Schreib alle folgenden Einträge Zeile für Zeile wortgetreu ab und lass dabei die Bilder weg.

▶ [Ausgangsmaterial]:
_ _ _

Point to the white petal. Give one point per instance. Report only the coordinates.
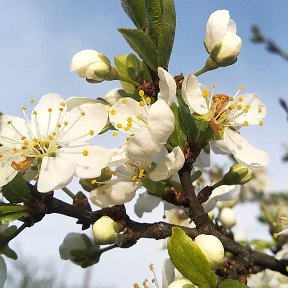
(84, 58)
(192, 95)
(169, 165)
(231, 46)
(160, 121)
(116, 194)
(3, 272)
(146, 203)
(45, 122)
(142, 146)
(78, 127)
(243, 151)
(118, 156)
(55, 173)
(167, 86)
(126, 108)
(222, 193)
(9, 136)
(216, 28)
(75, 101)
(7, 173)
(89, 166)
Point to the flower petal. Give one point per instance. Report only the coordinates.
(169, 165)
(55, 173)
(128, 108)
(11, 134)
(243, 151)
(160, 121)
(46, 114)
(87, 120)
(216, 28)
(89, 160)
(193, 96)
(167, 86)
(118, 193)
(75, 101)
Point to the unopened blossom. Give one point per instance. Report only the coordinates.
(105, 231)
(226, 115)
(130, 176)
(91, 64)
(212, 248)
(221, 41)
(53, 142)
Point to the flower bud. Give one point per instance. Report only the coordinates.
(105, 231)
(238, 174)
(221, 41)
(227, 217)
(91, 64)
(113, 96)
(212, 248)
(181, 283)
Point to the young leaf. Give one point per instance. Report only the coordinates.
(10, 216)
(143, 45)
(135, 9)
(229, 283)
(188, 258)
(166, 37)
(16, 191)
(178, 137)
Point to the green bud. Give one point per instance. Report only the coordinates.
(238, 174)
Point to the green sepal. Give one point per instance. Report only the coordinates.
(8, 252)
(16, 191)
(189, 260)
(178, 137)
(229, 283)
(8, 217)
(143, 45)
(135, 9)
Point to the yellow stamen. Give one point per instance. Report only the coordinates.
(141, 93)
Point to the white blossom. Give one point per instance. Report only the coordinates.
(54, 142)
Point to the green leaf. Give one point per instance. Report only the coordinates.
(167, 35)
(178, 137)
(188, 258)
(16, 191)
(143, 45)
(161, 24)
(229, 283)
(10, 216)
(135, 9)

_ _ _

▶ [Antwort]:
Point to the white petal. Give one point per instance. Report only the coordinates.
(84, 58)
(192, 95)
(169, 165)
(231, 46)
(160, 121)
(116, 194)
(3, 272)
(146, 203)
(45, 122)
(142, 146)
(78, 127)
(243, 151)
(118, 156)
(55, 173)
(167, 86)
(126, 108)
(222, 193)
(9, 136)
(216, 28)
(75, 101)
(7, 173)
(89, 166)
Point to the flower petal. Give one point per instance. Report only the coordinates.
(169, 165)
(55, 173)
(128, 108)
(11, 134)
(243, 151)
(160, 121)
(46, 114)
(87, 120)
(216, 28)
(89, 160)
(193, 96)
(167, 86)
(118, 193)
(75, 101)
Point to the unopened blossom. Give one point per instance. Report only the coordinates.
(105, 231)
(226, 115)
(130, 176)
(91, 64)
(212, 248)
(221, 41)
(53, 142)
Point to the flower bud. Give one point per instance. Report only the coordinates.
(105, 231)
(238, 174)
(221, 41)
(227, 217)
(91, 64)
(113, 96)
(212, 248)
(181, 283)
Point to the young leaf. Give one point per instance. Report only the coordinates.
(10, 216)
(143, 45)
(135, 9)
(229, 283)
(188, 258)
(166, 37)
(16, 191)
(178, 137)
Point to the green bud. Give one point per instance. Report only the coordinates.
(238, 174)
Point to the green sepal. Give one point per instance. Report only the coordinates.
(8, 252)
(16, 191)
(189, 260)
(178, 137)
(229, 283)
(8, 217)
(143, 45)
(135, 9)
Point to the yellow stamen. Give one point per instance. Report only the coordinates.
(141, 93)
Point to the white blossom. Give one point per instance. Report only the coordinates.
(54, 142)
Point to the green leaf. Give one point per instance. Report only the coordinates.
(167, 35)
(178, 137)
(188, 258)
(16, 191)
(143, 45)
(161, 24)
(229, 283)
(10, 216)
(135, 9)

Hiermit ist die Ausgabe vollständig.